**Directive A:** Reproduce verbatim the passage of the forum thread on .Net and system crashes from "Point is – with" up to and including "system near unusable.".
**Directive B:** Summarize the forum thread on .Net and system crashes in two sentences.

Kindly look at the .Net runtime. I have deleted all but v1 from my system as the C: drive is a 4GiB SSD that Windows and its associated rubbish filled up. I would love to drop in .Net 3.5 (or whatever the latest is) but no, it doesn’t work like that. In order to be compatible with all the various versions of .Net, I need to have all the various versions of .Net.
To put this into context, it is like every C program built with a different CLib requiring that version to be present on the machine. How stupid it would be to have half a dozen CLibs installed at the same time.
Point is – with “backwards compatibility” like that, please don’t hold up Windows as being any sort of sensible API.

You never saw an application being frozzen on a pmt system maybe ?

Yes. Even to the point of rendering the system near unusable.

or even the whole system going down ?

Depends. I have had Windows crash on a BSOD, but these days those tend to be “important” hardware problems that the only thing the OS can reasonably do is report it and die disgracefully. The last BSOD that I remember XP throwing was when the graphics card fan stopped on the NAS box and it all went wrong. Can’t get the fan to go, but the machine runs ‘stable’ so long as I stick to 640×480. Any more than that, the GPU overheats and the machine crashes. Wheee!

I have had Linux suffer a peculiar error where the login process (I think?) died, so I couldn’t log in from keyboard nor could I telnet in nor did it respond to serial logins. The machine was still up, pinging it gave a response, but it was just dead to the user.
This is probably like RISC OS when you crash the kernel but the Caps Lock key and the pointer still work. How dead is dead? ;-)
For me, I’d say “Linux died on me”. At the time, Linux advocates were very specific to point out that the kernel was still running, blah blah. But it isn’t a hell of a lot of use if my only option is to hit the big red button…

There are number of things you can perfectly do under unix that will put the system on its knee with very simple C programs, like recursive forks for ex.

**Given data:**
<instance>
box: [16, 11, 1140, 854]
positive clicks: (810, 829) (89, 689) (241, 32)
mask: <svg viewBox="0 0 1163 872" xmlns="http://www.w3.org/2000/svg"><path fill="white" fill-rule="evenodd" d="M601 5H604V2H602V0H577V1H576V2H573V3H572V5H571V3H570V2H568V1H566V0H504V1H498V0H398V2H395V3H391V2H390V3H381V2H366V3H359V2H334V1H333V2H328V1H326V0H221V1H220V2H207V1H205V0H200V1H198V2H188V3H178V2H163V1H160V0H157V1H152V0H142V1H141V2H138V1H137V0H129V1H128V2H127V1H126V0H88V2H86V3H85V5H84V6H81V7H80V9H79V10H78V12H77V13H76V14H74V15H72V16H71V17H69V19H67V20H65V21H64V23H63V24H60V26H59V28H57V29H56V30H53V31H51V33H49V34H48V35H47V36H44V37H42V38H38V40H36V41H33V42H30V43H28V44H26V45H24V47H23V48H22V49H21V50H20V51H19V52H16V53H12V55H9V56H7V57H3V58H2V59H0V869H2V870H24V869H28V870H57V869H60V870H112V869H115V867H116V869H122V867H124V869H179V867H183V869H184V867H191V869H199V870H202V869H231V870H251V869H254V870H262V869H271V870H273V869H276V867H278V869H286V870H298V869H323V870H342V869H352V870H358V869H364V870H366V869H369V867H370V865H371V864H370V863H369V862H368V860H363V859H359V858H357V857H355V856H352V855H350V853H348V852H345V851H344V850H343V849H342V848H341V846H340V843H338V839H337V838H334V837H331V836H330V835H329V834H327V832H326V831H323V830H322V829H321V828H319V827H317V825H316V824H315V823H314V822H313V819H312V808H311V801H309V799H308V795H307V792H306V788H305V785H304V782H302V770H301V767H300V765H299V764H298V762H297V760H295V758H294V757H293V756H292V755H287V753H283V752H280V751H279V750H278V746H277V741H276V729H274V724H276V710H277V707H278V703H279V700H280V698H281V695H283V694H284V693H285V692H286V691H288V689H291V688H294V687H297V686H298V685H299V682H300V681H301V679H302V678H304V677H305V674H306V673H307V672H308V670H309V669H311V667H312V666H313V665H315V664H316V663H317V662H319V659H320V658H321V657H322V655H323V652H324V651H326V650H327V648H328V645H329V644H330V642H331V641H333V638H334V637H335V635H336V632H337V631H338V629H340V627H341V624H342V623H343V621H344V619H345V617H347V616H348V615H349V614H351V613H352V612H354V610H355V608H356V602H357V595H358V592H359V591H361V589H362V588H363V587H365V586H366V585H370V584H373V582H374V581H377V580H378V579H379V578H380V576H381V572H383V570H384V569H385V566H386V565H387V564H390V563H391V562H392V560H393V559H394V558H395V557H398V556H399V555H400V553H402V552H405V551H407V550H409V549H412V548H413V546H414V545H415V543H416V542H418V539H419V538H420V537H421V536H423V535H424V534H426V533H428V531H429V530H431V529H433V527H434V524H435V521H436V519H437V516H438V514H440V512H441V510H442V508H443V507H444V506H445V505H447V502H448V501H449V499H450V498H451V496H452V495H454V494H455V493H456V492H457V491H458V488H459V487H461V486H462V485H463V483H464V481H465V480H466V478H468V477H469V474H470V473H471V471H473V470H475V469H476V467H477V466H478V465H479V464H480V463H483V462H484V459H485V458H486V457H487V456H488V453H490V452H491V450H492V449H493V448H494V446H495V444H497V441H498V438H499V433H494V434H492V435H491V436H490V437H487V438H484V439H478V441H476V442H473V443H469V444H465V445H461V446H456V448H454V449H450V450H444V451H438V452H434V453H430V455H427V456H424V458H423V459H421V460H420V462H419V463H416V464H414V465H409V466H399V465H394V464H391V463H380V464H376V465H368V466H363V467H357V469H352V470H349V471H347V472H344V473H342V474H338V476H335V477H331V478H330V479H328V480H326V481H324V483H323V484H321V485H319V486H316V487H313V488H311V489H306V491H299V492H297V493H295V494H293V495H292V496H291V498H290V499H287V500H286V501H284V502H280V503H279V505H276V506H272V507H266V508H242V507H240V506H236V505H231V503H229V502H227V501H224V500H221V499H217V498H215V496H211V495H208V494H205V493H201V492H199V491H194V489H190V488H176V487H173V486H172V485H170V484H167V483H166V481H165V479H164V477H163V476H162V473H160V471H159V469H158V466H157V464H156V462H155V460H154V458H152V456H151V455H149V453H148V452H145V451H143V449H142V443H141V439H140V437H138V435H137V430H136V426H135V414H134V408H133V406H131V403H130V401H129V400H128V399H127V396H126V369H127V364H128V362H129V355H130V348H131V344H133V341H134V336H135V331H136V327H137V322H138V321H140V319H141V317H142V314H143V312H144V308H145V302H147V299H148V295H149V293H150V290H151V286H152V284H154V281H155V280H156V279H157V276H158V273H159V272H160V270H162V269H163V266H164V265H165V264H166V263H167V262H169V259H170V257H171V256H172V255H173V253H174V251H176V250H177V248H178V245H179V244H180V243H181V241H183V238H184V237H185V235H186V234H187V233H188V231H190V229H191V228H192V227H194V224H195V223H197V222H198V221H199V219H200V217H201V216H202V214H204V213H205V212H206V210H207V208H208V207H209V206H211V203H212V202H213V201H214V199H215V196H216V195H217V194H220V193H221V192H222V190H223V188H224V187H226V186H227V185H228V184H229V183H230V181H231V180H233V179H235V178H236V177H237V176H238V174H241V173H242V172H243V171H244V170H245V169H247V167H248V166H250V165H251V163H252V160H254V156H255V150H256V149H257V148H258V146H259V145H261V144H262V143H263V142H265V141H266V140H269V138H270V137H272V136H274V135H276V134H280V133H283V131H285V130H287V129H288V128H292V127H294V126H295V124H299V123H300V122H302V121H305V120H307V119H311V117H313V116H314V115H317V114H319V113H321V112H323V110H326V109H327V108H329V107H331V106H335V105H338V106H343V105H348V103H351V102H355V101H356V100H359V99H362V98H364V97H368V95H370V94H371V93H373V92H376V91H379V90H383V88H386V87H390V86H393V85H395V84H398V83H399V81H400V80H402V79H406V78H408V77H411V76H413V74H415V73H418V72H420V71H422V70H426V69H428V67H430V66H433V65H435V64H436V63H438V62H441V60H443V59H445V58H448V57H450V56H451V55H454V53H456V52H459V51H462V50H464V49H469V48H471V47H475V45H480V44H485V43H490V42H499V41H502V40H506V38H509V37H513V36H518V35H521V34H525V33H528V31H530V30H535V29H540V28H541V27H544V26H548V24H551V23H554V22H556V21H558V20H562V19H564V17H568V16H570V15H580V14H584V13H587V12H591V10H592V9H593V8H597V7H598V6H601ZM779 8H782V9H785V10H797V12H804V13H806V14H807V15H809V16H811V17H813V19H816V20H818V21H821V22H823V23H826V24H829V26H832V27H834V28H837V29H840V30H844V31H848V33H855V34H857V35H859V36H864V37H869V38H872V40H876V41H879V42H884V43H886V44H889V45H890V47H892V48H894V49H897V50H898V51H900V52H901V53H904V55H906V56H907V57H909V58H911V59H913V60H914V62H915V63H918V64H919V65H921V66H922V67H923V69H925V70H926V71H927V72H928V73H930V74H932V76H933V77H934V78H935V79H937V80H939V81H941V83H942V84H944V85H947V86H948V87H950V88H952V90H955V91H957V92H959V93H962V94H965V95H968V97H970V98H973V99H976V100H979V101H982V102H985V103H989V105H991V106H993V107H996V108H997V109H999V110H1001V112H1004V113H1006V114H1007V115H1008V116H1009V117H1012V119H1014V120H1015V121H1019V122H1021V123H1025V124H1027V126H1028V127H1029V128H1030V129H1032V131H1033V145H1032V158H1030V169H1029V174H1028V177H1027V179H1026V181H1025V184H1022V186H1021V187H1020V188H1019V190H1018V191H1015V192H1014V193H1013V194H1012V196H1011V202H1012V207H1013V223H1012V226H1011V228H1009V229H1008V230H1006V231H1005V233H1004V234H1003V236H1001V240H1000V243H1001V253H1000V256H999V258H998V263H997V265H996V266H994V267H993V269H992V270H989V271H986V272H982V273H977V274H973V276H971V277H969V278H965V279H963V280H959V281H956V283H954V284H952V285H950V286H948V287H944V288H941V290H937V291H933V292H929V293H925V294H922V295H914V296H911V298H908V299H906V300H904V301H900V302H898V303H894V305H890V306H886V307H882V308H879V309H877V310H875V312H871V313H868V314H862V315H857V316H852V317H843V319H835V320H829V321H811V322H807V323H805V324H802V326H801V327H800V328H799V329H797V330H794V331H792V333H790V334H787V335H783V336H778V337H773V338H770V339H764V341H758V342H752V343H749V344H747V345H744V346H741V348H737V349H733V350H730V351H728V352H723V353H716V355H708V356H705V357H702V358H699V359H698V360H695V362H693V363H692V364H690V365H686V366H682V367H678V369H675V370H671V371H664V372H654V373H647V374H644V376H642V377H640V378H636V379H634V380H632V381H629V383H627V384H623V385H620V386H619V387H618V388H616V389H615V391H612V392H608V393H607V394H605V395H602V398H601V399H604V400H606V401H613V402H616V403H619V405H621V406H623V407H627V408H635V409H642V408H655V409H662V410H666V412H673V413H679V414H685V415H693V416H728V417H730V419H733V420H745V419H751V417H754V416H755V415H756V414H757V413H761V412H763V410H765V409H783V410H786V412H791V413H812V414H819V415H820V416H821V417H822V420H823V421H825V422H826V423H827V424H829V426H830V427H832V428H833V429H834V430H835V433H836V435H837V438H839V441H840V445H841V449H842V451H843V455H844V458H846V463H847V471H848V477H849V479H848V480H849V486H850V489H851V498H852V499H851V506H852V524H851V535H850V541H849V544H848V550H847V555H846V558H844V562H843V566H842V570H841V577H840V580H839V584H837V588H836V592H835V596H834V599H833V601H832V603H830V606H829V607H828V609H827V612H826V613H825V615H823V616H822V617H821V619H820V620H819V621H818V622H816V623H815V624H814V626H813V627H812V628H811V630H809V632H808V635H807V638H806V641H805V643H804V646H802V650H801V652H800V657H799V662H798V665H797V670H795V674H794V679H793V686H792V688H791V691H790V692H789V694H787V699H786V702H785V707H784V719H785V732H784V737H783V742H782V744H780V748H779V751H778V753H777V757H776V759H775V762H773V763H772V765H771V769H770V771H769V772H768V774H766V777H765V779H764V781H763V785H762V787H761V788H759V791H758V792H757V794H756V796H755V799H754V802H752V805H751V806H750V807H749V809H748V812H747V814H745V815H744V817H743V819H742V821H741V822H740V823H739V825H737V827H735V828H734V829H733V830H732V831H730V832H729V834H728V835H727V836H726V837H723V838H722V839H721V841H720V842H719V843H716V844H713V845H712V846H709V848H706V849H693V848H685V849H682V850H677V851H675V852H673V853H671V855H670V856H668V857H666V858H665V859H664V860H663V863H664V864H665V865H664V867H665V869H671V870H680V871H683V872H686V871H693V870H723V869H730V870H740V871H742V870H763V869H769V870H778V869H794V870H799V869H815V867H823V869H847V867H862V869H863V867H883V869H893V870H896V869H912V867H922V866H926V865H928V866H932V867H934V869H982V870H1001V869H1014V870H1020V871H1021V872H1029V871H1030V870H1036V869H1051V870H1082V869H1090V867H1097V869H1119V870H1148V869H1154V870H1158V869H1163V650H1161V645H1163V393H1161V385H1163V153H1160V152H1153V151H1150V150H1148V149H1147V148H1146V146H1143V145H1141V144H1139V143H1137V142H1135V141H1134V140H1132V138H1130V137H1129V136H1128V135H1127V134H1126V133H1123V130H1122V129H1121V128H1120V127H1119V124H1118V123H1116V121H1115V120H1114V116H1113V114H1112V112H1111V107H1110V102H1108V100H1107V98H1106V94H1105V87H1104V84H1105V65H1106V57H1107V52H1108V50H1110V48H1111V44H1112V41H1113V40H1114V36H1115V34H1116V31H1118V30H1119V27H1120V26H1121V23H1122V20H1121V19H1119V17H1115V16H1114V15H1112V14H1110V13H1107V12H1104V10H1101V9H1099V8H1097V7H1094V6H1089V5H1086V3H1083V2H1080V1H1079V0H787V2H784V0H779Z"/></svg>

**Written answer A:**
Point is – with “backwards compatibility” like that, please don’t hold up Windows as being any sort of sensible API.

You never saw an application being frozzen on a pmt system maybe ?

Yes. Even to the point of rendering the system near unusable.

**Written answer B:** One participant objects that compatibility with every version of .Net requires having every version installed, likens this to each C program needing its own CLib version present, and concludes that Windows should not be held up as a sensible API. The exchange then turns to system failures: Windows blue screens these days tend to stem from hardware problems, Linux once left a machine answering pings but dead to the user, and very simple C programs such as recursive forks can bring a Unix system to its knees.